> **Records from a dataset**:
────
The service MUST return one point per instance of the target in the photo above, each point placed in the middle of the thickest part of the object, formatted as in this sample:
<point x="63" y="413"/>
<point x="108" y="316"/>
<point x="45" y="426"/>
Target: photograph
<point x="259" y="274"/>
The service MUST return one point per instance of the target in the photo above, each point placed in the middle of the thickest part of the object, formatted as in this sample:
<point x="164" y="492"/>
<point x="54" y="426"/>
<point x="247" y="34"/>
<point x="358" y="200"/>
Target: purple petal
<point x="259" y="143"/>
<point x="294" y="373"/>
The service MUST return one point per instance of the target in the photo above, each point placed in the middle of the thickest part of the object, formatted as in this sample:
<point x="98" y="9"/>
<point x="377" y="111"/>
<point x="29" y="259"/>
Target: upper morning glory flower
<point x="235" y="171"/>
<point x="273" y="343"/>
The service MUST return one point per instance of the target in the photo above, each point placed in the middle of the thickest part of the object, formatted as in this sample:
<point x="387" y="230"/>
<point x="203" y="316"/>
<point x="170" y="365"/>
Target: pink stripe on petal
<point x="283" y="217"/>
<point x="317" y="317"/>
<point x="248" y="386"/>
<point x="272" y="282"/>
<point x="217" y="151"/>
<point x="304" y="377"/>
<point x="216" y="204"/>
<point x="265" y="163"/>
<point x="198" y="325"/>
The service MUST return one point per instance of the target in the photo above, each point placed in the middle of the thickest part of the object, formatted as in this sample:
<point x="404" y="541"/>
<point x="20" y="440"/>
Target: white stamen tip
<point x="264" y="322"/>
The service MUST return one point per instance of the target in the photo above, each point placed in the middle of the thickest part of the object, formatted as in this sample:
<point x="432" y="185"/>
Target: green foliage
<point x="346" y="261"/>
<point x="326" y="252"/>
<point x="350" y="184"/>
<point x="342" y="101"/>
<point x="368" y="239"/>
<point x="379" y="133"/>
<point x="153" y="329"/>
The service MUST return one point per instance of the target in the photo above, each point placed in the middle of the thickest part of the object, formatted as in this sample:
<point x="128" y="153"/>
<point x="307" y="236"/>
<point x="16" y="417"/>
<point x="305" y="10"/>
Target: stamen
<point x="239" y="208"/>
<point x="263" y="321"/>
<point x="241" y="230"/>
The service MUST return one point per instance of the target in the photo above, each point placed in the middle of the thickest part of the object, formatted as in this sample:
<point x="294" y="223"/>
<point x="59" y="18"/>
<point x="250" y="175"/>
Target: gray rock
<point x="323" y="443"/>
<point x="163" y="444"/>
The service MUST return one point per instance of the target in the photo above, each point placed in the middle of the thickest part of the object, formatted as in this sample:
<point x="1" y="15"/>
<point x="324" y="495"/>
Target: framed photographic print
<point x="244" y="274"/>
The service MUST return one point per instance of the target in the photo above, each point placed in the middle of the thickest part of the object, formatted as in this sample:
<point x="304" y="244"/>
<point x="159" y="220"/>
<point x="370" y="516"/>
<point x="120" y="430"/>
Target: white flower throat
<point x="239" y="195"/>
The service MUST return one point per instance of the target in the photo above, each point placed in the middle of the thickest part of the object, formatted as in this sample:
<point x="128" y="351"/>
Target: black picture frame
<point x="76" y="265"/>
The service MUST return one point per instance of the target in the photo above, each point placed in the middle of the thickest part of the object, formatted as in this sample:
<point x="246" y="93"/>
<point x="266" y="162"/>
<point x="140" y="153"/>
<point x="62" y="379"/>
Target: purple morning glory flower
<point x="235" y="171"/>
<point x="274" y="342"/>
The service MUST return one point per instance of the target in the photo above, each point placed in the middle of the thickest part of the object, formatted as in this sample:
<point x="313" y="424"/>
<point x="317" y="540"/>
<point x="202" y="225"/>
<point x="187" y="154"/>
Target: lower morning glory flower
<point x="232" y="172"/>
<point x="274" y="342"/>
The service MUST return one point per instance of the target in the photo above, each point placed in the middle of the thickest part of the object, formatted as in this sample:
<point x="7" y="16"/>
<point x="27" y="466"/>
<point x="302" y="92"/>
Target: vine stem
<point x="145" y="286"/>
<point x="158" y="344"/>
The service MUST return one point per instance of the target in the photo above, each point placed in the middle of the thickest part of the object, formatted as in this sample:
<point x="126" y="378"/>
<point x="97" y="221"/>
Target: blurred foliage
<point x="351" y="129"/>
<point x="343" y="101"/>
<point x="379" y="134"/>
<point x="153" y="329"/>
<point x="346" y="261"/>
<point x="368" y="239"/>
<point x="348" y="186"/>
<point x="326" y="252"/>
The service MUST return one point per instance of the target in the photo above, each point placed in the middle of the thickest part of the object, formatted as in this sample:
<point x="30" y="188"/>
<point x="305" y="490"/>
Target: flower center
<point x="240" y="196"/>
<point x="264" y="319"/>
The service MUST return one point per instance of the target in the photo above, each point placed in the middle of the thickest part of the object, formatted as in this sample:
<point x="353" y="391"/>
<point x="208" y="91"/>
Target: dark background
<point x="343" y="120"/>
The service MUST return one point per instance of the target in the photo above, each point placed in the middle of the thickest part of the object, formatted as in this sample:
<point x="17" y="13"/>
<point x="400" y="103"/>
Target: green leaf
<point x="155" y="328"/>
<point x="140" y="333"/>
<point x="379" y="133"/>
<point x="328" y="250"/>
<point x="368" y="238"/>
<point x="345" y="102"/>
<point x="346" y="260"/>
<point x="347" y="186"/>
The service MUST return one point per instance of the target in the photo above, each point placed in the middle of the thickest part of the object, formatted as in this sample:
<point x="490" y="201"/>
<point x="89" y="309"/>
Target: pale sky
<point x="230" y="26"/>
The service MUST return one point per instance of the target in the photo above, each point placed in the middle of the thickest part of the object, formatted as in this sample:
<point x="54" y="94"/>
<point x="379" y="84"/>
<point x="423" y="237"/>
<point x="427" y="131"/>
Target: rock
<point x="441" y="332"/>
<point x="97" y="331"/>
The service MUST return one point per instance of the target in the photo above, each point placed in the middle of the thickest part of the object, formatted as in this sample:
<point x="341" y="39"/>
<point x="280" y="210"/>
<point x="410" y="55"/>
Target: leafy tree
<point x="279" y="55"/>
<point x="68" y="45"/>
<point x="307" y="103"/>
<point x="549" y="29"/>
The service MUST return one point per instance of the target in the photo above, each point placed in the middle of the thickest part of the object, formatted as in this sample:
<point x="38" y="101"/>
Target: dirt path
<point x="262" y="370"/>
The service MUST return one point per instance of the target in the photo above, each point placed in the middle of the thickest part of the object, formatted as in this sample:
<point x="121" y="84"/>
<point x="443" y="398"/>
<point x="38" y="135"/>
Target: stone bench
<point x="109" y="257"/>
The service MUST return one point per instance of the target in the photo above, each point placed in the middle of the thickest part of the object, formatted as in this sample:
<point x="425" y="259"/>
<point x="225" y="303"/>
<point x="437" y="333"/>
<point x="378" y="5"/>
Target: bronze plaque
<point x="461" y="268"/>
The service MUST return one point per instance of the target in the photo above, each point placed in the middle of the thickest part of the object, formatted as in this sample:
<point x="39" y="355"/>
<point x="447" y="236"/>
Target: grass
────
> **INSTRUCTIONS FOR THE TASK**:
Your answer must be an exact copy of all the entries.

> **EXERCISE RESULT**:
The service MUST return one point per instance of the target in the photo above, each point placed in the middle of the thickest part of the object, formatted as in this sample:
<point x="63" y="413"/>
<point x="108" y="316"/>
<point x="45" y="426"/>
Target: photograph
<point x="259" y="274"/>
The service MUST return one point per instance of the target in the photo above, each point placed in the middle of the thickest part of the object, formatted as in this sample:
<point x="164" y="492"/>
<point x="54" y="426"/>
<point x="247" y="34"/>
<point x="358" y="200"/>
Target: purple petal
<point x="259" y="143"/>
<point x="294" y="373"/>
The service MUST return one point per instance of the target in the photo above, each point placed in the middle of the thickest part of the object, formatted as in this sample:
<point x="98" y="9"/>
<point x="377" y="111"/>
<point x="29" y="259"/>
Target: upper morning glory flower
<point x="235" y="171"/>
<point x="273" y="343"/>
The service MUST return one point per instance of the target in the photo above, each point placed in the middle of the thickest part of the object, formatted as in this sample:
<point x="387" y="230"/>
<point x="203" y="316"/>
<point x="170" y="365"/>
Target: pink stripe on petal
<point x="283" y="217"/>
<point x="317" y="317"/>
<point x="248" y="386"/>
<point x="272" y="282"/>
<point x="217" y="151"/>
<point x="304" y="377"/>
<point x="216" y="204"/>
<point x="265" y="163"/>
<point x="198" y="325"/>
The service MUST return one point per instance of the target in the photo above, each point placed in the middle of the thickest part of the object, formatted as in this sample:
<point x="404" y="541"/>
<point x="20" y="440"/>
Target: white stamen tip
<point x="264" y="322"/>
The service MUST return one point per instance of the target in the photo above, each point placed in the middle of the thickest part of the object, formatted as in this sample:
<point x="432" y="185"/>
Target: green foliage
<point x="346" y="261"/>
<point x="326" y="252"/>
<point x="350" y="184"/>
<point x="342" y="101"/>
<point x="368" y="239"/>
<point x="379" y="133"/>
<point x="153" y="329"/>
The service MUST return one point per instance of the target in the photo above, each point placed in the middle of the thickest part of the object, formatted as in this sample:
<point x="128" y="153"/>
<point x="307" y="236"/>
<point x="16" y="417"/>
<point x="305" y="10"/>
Target: stamen
<point x="239" y="208"/>
<point x="263" y="321"/>
<point x="241" y="230"/>
The service MUST return one point per instance of the target in the photo above, each point placed in the middle of the thickest part of the object, formatted as in this sample:
<point x="294" y="223"/>
<point x="59" y="18"/>
<point x="250" y="175"/>
Target: gray rock
<point x="323" y="443"/>
<point x="163" y="444"/>
The service MUST return one point per instance of the target in the photo above, each point placed in the middle of the thickest part of the object, formatted as in this sample:
<point x="1" y="15"/>
<point x="324" y="495"/>
Target: framed photographic print
<point x="244" y="274"/>
The service MUST return one point per instance of the target in the photo above, each point placed in the middle of the thickest part of the object, formatted as in this sample:
<point x="304" y="244"/>
<point x="159" y="220"/>
<point x="370" y="516"/>
<point x="120" y="430"/>
Target: white flower throat
<point x="239" y="195"/>
The service MUST return one point per instance of the target in the photo above, each point placed in the middle of the thickest part of the object, formatted as in this sample:
<point x="128" y="351"/>
Target: black picture frame
<point x="76" y="265"/>
The service MUST return one point per instance of the target in the photo above, each point placed in the middle of the thickest part of the object, formatted as in this sample:
<point x="246" y="93"/>
<point x="266" y="162"/>
<point x="140" y="153"/>
<point x="62" y="379"/>
Target: purple morning glory flower
<point x="235" y="171"/>
<point x="274" y="342"/>
The service MUST return one point per instance of the target in the photo above, each point placed in the middle of the thickest part of the object, formatted as in this sample:
<point x="313" y="424"/>
<point x="317" y="540"/>
<point x="202" y="225"/>
<point x="187" y="154"/>
Target: lower morning glory flower
<point x="232" y="172"/>
<point x="274" y="342"/>
The service MUST return one point per instance of the target in the photo above, each point placed in the middle of the thickest part of the object, formatted as in this sample:
<point x="7" y="16"/>
<point x="27" y="466"/>
<point x="302" y="92"/>
Target: vine stem
<point x="145" y="286"/>
<point x="158" y="344"/>
The service MUST return one point per instance of the target in the photo above, each point placed in the middle of the thickest part of the object, formatted as in this sample:
<point x="126" y="378"/>
<point x="97" y="221"/>
Target: blurred foliage
<point x="351" y="129"/>
<point x="343" y="101"/>
<point x="379" y="134"/>
<point x="153" y="329"/>
<point x="346" y="261"/>
<point x="368" y="239"/>
<point x="348" y="186"/>
<point x="326" y="252"/>
The service MUST return one point per instance of the target in the photo above, each point placed in the middle of the thickest part of the object, formatted as in this sample:
<point x="30" y="188"/>
<point x="305" y="490"/>
Target: flower center
<point x="240" y="196"/>
<point x="264" y="319"/>
The service MUST return one point per instance of the target in the photo above, each point placed in the middle of the thickest part of the object, formatted as in this sample:
<point x="353" y="391"/>
<point x="208" y="91"/>
Target: dark background
<point x="343" y="120"/>
The service MUST return one point per instance of the target in the photo above, each point placed in the middle of the thickest part of the object, formatted as in this sample:
<point x="17" y="13"/>
<point x="400" y="103"/>
Target: green leaf
<point x="155" y="328"/>
<point x="140" y="333"/>
<point x="379" y="133"/>
<point x="328" y="250"/>
<point x="368" y="238"/>
<point x="345" y="102"/>
<point x="346" y="260"/>
<point x="347" y="186"/>
The service MUST return one point per instance of the target in the photo above, each point placed in the middle of the thickest part of the object, formatted as in this sample:
<point x="490" y="201"/>
<point x="89" y="309"/>
Target: pale sky
<point x="230" y="26"/>
The service MUST return one point per instance of the target in the photo above, each point placed in the middle of the thickest part of the object, formatted as in this sample:
<point x="54" y="94"/>
<point x="379" y="84"/>
<point x="423" y="237"/>
<point x="427" y="131"/>
Target: rock
<point x="441" y="332"/>
<point x="97" y="331"/>
The service MUST return one point per instance of the target in the photo above, each point placed in the middle of the thickest part of the object, formatted as in this sample:
<point x="341" y="39"/>
<point x="280" y="210"/>
<point x="410" y="55"/>
Target: leafy tree
<point x="279" y="55"/>
<point x="68" y="45"/>
<point x="307" y="103"/>
<point x="549" y="29"/>
The service MUST return one point per instance of the target in the photo above, each point placed in the middle of the thickest part of the object, formatted as in this sample:
<point x="38" y="101"/>
Target: dirt path
<point x="262" y="370"/>
The service MUST return one point per instance of the target in the photo above, each point placed in the middle of the thickest part of the object, formatted as in this sample:
<point x="121" y="84"/>
<point x="443" y="398"/>
<point x="38" y="135"/>
Target: stone bench
<point x="109" y="257"/>
The service MUST return one point per instance of the target in the photo above, each point placed in the middle of the thickest part of the object, formatted as in this sample:
<point x="425" y="259"/>
<point x="225" y="303"/>
<point x="437" y="333"/>
<point x="378" y="5"/>
Target: bronze plaque
<point x="461" y="268"/>
The service MUST return one point per instance of the target in the photo above, each point placed in the middle of the thickest part of the object, formatted as in this sample:
<point x="39" y="355"/>
<point x="447" y="236"/>
Target: grass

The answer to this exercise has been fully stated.